CONSIGNE 1: D'après l'entretien avec Vincent Engel, quel illustrateur de la collection « Safari – Signes de piste » est cité par son nom ?

Dans l’intimité d’une bibliothèque d’écrivain : Vincent Engel

Vincent Engel

Vincent Engel

En dix romans, Vincent Engel s’est appliqué à construire une œuvre d’une densité incomparable, structurée et cohérente. Point d’orgue de cette architecture romanesque, son dernier ouvrages, Les absentes, publié chez Lattès est l’occasion, pour Le Carnet, de déambuler entre les rayonnages d’une bibliothèque, à la fois réelle et mentale. À l’instar de son entreprise littéraire, ce sont les souvenirs lus ou vécus qui façonnent ses bibliothèques, la sienne et celle, imaginaire, de son double Baptiste Morgan.

Le Carnet et les Instants : Vos premiers souvenirs de lecture sont-ils liés à des illustrations, des couvertures ou un grain de papier particulier ?
Vincent Engel :
Les premiers livres que j’ai lus ont joué un rôle important pour moi. Parmi ceux-ci, la comtesse de Ségur, dans de vieilles éditions aux reliures qui essayaient d’être jolies, et les incontournables livres de la Bibliothèque rose, avec les couvertures si particulières. Le Club des cinq avec les dessins des copains et du chien. Après il y a eu les livres de la collection « Safari – Signes de piste » où les illustrations étaient très importantes, celles de Pierre Joubert entre autres. J’ai dévoré ces histoires sans me rendre compte d’ailleurs, je l’ai découvert plus tard, de l’idéologie fascisante qui était présente en filigrane, et même d’un zeste de pédophilie, que je ne soupçonnais pas à l’époque puisque j’avais plutôt l’âge d’être victime que bourreau.

Avez-vous le souvenir d’avoir été entouré de livres ?

LISTING PRÉSENTÉ:
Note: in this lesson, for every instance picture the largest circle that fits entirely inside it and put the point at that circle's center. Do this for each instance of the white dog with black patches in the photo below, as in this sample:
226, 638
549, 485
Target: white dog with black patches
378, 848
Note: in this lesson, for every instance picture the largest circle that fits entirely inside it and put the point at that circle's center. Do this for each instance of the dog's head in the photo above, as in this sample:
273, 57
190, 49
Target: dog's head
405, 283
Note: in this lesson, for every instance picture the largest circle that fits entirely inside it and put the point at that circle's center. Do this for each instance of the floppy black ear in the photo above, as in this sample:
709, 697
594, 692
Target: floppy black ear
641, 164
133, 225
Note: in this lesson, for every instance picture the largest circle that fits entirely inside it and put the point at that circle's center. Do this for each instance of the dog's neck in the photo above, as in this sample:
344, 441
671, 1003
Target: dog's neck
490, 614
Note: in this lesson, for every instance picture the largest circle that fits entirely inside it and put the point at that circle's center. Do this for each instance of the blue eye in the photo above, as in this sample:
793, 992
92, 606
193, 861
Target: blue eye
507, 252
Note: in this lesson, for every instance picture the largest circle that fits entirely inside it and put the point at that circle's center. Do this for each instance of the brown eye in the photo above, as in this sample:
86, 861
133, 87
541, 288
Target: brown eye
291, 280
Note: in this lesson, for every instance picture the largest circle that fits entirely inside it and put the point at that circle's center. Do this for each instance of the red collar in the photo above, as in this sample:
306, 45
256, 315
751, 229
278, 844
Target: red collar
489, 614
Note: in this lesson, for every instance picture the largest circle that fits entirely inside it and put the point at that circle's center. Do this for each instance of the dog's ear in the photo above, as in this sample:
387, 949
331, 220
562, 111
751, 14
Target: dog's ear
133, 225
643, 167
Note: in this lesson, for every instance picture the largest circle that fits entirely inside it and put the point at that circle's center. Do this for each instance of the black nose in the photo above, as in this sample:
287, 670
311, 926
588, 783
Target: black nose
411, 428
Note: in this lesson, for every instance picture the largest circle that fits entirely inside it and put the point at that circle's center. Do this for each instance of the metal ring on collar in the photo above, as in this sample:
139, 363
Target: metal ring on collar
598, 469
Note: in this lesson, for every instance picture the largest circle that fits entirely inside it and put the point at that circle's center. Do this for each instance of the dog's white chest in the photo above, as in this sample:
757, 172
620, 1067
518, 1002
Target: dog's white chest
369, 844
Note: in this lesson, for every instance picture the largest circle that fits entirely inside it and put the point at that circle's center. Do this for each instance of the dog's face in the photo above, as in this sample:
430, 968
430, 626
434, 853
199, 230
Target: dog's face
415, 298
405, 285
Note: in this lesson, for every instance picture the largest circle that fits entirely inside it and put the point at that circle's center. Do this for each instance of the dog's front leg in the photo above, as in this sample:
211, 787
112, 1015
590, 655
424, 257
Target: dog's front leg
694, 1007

CONSIGNE 2: Pouvez-vous recopier sans rien changer les lignes du listing, depuis celle qui contient « the dog's white » jusqu'à la dernière ligne du listing, les deux incluses ?

RÉPONSE 1: Pierre Joubert.

RÉPONSE 2:
Note: in this lesson, for every instance picture the largest circle that fits entirely inside it and put the point at that circle's center. Do this for each instance of the dog's white chest in the photo above, as in this sample:
757, 172
620, 1067
518, 1002
Target: dog's white chest
369, 844
Note: in this lesson, for every instance picture the largest circle that fits entirely inside it and put the point at that circle's center. Do this for each instance of the dog's face in the photo above, as in this sample:
430, 968
430, 626
434, 853
199, 230
Target: dog's face
415, 298
405, 285
Note: in this lesson, for every instance picture the largest circle that fits entirely inside it and put the point at that circle's center. Do this for each instance of the dog's front leg in the photo above, as in this sample:
211, 787
112, 1015
590, 655
424, 257
Target: dog's front leg
694, 1007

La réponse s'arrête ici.